Text
—————

US-Präsident Obama ist bereit, die syrische Gesellschaft für seinen Iran-Deal zu opfern. Dabei ist Diktator Assad umso vieles schlimmer als selbst ISIS.

MESOP DEBATTE : THE EUROPEAN – SYRIENS BÜRGERKRIEG, DER IS UND DER WESTEN Beitrag von Jan-Niklas Kniewel / Der universelle Verrat

Über 210.000 Tote in Syrien, Millionen Vertriebene. Hunderte mit Sprengstoff und Nägeln vollgestopfte Fassbomben wurden und werden auf zivile Gebiete geworfen. Giftgas-Angriffe, das gezielte Aushungern ganzer Stadtteile, Folter und Mord in den Knästen. Die Lebenserwartung ist seit 2011 um 20 Jahre gesunken.

Auf der einen Seite breiten sich daesh (ISIS) und die al-Qaida verbundene Nusra-Front aus, auf der anderen Assads Streitkräfte, die Schabiha-Miliz, die iranischen Revolutionsgarden und die Hisbollah. Die originäre Opposition wird mehr und mehr marginalisiert – und was tat das State Department, wie ein Bericht Ende Januar enthüllte? Kürzte eben Letzterer die Unterstützung zusammen, sodass noch mehr von ihnen zu den Radikalen überlaufen. Wie schon so viele, nicht, weil sie deren Ideologie unterstützen, sondern weil sie ihre Familien ernähren müssen.

Zwar behauptet das Pentagon noch immer, eine moderate Streitkraft von bis zu 16.000 Mann ausbilden zu wollen, doch wer in Syrien sollte der US-Regierung noch vertrauen, vor dem Hintergrund ihrer Verhandlungen mit Teheran und der Inkonsequenz, die sie im Laufe ihrer bisherigen Politik in Syrien bewiesen haben: vom folgenlosen Anmahnen einer „Roten Linie“ bis hin zur unzureichenden Unterstützung, die wiederum rasch entzogen ist, wenn die Ergebnisse nicht stimmen? Davon abgesehen, dass entsprechende Unterstützung an den Kampf gegen daesh und Konsorten geknüpft ist.

—————

Gestellte Aufgabe 1
Um wie viele Jahre ist die Lebenserwartung in Syrien seit 2011 laut dem Text über den syrischen Bürgerkrieg gesunken?
Gestellte Aufgabe 2
Führe bitte den Text über den syrischen Bürgerkrieg nach seinem letzten Satz weiter.
Die Datensätze sind eigenständiges Material und gehören nicht zum Text über den syrischen Bürgerkrieg.

Liste der Datensätze
—————

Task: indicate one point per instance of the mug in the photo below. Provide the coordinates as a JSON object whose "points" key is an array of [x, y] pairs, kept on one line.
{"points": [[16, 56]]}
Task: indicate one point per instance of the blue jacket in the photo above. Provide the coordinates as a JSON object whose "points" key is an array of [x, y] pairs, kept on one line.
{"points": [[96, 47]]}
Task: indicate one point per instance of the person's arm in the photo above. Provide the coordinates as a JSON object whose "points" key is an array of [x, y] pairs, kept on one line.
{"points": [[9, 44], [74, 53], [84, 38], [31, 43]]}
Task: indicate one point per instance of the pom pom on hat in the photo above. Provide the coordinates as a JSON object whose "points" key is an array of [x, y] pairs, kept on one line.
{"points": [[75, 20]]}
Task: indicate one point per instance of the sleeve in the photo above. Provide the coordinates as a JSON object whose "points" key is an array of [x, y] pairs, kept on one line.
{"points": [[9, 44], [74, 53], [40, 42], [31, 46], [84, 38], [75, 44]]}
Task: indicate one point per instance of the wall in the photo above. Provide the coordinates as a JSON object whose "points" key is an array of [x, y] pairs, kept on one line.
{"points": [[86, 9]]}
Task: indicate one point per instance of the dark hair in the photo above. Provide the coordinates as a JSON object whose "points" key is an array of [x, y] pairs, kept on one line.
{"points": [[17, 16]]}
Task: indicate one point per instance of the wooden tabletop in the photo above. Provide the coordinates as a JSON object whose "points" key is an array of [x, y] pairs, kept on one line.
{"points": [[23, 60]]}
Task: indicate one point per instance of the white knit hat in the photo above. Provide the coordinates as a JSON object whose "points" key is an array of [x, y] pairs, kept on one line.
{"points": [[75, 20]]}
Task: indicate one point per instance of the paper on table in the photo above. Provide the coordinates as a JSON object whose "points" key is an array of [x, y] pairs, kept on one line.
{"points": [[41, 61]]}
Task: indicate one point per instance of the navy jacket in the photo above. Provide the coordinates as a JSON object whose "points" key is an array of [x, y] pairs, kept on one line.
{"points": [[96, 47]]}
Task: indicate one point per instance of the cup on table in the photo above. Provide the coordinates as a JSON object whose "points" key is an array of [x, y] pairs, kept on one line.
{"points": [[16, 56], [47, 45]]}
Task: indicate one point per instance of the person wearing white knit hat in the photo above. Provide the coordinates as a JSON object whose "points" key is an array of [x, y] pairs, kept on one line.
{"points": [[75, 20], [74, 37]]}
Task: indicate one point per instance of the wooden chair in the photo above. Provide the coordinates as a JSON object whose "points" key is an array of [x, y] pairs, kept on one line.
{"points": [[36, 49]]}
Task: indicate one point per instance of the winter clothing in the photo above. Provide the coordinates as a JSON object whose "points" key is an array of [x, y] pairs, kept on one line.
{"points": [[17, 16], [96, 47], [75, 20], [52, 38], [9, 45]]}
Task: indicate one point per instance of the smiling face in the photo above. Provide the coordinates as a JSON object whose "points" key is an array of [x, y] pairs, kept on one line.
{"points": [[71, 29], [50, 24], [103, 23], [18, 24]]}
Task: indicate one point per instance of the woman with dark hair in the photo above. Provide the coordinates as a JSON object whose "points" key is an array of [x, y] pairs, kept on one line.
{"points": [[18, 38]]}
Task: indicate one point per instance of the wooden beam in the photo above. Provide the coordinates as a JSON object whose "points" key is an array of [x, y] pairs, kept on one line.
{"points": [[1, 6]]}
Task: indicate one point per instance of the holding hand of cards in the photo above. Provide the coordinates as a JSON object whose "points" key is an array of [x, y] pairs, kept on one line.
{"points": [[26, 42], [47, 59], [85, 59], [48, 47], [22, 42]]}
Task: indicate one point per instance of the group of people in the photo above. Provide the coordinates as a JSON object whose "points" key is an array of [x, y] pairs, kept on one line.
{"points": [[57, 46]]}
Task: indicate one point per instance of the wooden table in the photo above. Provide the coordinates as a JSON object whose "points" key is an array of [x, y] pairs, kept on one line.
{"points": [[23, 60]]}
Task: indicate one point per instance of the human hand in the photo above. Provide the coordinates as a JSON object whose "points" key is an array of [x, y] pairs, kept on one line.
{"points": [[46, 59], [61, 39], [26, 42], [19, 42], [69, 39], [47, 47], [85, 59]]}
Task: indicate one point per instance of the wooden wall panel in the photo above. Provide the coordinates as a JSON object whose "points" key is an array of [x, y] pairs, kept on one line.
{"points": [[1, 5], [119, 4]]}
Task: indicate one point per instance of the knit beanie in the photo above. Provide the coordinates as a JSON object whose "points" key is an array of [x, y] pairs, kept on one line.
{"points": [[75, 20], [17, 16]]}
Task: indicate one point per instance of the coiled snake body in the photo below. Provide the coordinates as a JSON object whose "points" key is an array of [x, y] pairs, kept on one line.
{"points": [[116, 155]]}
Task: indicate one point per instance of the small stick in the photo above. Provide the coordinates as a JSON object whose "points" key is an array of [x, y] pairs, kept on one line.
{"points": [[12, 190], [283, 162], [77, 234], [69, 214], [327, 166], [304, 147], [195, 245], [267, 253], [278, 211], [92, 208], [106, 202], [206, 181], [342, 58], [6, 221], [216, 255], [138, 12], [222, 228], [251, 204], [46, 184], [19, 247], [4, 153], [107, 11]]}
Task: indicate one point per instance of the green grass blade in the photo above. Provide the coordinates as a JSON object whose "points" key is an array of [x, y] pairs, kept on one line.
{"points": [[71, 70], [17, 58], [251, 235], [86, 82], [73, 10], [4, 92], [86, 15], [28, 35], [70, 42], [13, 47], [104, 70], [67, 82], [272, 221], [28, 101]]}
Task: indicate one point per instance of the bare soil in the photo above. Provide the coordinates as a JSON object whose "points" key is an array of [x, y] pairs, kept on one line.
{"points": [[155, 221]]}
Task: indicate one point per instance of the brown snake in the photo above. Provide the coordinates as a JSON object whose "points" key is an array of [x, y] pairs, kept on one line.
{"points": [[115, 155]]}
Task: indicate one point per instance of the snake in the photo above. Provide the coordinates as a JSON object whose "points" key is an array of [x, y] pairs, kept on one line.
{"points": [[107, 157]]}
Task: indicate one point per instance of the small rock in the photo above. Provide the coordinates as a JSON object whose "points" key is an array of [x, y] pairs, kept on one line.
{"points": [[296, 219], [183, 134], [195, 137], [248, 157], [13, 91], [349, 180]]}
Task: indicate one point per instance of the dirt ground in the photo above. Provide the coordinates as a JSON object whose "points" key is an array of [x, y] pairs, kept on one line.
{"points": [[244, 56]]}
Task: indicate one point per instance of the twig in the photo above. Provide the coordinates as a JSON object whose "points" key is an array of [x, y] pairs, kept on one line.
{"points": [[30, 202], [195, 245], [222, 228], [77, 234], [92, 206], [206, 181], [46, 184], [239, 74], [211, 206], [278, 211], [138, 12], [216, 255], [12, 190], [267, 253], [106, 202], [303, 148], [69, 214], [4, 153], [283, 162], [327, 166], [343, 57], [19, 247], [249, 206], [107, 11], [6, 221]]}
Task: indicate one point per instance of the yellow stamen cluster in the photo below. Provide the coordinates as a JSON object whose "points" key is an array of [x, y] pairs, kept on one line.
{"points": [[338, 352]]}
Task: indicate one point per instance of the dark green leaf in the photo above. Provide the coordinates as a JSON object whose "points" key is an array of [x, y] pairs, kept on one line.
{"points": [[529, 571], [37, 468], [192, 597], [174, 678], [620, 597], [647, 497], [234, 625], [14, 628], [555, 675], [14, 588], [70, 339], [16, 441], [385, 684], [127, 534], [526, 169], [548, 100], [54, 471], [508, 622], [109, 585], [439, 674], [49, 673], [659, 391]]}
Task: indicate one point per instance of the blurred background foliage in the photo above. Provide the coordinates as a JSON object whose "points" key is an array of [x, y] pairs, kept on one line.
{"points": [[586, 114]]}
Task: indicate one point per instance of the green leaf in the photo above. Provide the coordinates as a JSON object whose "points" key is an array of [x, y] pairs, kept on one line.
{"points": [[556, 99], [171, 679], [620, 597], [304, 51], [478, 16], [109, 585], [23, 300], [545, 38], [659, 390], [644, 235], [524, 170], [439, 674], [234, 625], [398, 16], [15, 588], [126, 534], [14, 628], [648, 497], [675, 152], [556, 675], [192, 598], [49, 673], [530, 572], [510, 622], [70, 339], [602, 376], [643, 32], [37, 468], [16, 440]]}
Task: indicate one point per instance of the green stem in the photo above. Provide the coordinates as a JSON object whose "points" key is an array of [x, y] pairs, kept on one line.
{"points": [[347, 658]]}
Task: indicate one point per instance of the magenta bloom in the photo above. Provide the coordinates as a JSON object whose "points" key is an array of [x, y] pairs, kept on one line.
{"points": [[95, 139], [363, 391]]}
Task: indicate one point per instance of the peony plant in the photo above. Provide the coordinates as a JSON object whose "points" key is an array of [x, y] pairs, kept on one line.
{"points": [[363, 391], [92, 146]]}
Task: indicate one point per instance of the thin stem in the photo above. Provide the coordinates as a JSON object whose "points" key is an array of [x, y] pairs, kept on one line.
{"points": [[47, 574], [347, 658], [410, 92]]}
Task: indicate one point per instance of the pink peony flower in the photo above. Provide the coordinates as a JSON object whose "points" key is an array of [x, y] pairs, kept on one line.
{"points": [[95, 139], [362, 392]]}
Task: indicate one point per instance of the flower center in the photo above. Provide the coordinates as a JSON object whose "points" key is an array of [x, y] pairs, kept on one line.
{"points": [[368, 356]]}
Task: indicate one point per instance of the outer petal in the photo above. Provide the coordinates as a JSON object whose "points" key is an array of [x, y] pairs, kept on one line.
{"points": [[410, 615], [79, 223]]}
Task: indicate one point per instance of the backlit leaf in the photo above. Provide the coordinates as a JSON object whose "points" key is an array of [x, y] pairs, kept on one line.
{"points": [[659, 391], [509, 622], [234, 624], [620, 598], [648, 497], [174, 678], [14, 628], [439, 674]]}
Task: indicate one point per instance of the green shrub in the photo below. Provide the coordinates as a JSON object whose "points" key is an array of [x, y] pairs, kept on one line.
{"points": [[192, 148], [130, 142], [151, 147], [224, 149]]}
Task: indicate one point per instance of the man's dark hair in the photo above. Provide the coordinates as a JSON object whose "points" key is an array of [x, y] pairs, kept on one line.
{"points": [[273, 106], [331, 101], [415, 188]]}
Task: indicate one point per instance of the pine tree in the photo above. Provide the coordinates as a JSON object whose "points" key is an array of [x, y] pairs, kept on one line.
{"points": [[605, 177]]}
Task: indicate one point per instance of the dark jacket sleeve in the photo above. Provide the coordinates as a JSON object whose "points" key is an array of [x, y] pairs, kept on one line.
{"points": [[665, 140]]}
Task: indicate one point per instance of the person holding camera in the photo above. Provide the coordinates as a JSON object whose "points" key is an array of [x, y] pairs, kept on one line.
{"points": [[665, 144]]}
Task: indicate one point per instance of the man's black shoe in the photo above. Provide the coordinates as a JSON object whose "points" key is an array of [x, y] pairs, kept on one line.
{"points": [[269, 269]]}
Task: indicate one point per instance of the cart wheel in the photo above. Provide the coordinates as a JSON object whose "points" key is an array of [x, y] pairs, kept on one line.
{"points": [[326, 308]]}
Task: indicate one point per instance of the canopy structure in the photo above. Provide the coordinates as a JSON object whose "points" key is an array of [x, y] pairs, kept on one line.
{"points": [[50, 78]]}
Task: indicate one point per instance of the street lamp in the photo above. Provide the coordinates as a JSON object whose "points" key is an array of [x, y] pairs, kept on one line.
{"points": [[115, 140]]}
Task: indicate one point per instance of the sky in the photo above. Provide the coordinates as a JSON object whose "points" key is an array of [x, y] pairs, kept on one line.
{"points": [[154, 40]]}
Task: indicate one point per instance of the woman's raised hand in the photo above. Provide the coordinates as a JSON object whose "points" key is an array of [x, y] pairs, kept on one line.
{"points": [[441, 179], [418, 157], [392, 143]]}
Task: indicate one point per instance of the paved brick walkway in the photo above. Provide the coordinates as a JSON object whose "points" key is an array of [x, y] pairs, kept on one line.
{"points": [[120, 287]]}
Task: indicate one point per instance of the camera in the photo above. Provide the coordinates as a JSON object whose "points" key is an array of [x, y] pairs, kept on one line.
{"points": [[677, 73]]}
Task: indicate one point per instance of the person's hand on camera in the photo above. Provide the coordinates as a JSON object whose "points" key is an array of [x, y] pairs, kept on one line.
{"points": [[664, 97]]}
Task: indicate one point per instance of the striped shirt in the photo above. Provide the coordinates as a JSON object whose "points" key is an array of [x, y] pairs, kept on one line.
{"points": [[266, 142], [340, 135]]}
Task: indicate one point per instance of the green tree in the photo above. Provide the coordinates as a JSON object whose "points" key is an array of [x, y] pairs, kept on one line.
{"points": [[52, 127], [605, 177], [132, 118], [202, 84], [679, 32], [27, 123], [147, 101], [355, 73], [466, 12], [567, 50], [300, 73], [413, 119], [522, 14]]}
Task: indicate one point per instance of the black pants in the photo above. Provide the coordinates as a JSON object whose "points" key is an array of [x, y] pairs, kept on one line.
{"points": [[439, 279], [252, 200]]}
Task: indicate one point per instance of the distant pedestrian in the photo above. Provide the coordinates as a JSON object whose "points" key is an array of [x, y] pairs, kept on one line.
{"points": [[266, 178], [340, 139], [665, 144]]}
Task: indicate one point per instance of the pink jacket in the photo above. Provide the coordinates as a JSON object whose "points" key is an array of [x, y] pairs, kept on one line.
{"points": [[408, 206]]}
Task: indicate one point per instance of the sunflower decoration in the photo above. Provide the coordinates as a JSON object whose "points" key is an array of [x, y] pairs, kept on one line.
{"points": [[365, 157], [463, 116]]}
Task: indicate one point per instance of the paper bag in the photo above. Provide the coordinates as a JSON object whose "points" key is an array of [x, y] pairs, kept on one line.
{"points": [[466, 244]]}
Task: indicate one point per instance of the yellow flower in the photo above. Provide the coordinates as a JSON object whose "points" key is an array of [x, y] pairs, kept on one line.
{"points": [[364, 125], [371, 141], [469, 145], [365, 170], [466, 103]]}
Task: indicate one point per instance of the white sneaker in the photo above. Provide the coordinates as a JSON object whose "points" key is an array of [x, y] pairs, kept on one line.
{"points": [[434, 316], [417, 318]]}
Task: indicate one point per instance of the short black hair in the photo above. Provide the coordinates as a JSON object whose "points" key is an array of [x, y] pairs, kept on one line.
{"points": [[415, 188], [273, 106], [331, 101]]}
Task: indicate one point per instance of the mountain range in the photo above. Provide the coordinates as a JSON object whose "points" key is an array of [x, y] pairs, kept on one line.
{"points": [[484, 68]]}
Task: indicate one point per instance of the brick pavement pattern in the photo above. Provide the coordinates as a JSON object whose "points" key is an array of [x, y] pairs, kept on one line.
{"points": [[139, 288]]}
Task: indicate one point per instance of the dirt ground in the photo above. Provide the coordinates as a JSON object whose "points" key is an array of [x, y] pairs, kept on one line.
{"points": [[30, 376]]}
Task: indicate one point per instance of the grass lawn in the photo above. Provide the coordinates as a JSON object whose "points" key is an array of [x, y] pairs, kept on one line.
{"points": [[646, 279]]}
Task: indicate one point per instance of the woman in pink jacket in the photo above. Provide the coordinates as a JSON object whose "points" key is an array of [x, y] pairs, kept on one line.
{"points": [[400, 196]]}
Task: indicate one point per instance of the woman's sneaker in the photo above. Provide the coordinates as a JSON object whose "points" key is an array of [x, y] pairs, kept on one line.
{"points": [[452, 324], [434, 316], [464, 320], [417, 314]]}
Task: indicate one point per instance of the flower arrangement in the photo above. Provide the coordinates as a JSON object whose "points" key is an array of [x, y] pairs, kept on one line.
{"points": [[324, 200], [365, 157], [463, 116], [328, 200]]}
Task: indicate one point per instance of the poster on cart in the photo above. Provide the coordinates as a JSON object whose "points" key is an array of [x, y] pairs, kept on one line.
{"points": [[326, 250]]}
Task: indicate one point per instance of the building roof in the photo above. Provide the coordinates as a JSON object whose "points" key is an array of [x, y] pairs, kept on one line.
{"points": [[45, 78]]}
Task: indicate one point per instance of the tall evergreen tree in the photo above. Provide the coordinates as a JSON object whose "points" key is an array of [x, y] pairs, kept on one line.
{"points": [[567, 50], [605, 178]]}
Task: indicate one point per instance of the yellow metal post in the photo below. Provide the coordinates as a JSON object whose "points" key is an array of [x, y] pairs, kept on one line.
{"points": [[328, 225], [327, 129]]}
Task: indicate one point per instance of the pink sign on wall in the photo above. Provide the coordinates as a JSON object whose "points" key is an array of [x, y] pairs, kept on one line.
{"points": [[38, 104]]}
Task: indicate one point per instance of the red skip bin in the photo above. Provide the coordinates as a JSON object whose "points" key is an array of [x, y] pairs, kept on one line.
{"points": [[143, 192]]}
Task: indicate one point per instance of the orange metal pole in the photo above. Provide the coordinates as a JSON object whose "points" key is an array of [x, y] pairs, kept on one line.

—————

Antwort 1
Um 20 Jahre.

Antwort 2
In Endzeitprophetenmanier

Derweil fallen die Bomben, vorwiegend auf ziviles Gebiet. Und Politiker und Journalisten im Westen üben sich darin, die „barbarische Raserei“ daeshs in Endzeitprophetenmanier zu skizzieren und den Kampf gegen ihn zum Kampf um die Zivilisation aufzublasen. Dabei ist längst jede Relation verloren gegangen. So grausam die Expansion der Dschihadisten auch ist, sie ist wenig gegen das, was Assad und seine Verbündeten anrichten. Das hält nicht nur die UN fest. Schenkt man beispielsweise dem Syrian Network for Human Rights Glauben, so starben im Februar dieses Jahres mindestens 1.044 Zivilisten durch das Regime – daesh tötete etwa 34 Zivilisten. Selbst wenn die reale Zahl der Opfer von daesh zehnmal so hoch wäre, die Diskrepanz ist offensichtlich. Und das ist auch die Perspektive der meisten Syrer in den oppositionellen Gebieten: Warum, fragen sie, schert ihr euch so sehr um daesh, aber nicht um Assad?

Es ist zynisch, Opferzahlen gegeneinander aufzuwiegen, doch es zeigt, dass man sich um den Kern des syrischen Konflikts nicht schert: das Regime. Statt dessen Barbarei anzuprangern, wird es als säkulare Alternative zu den Islamisten gepriesen.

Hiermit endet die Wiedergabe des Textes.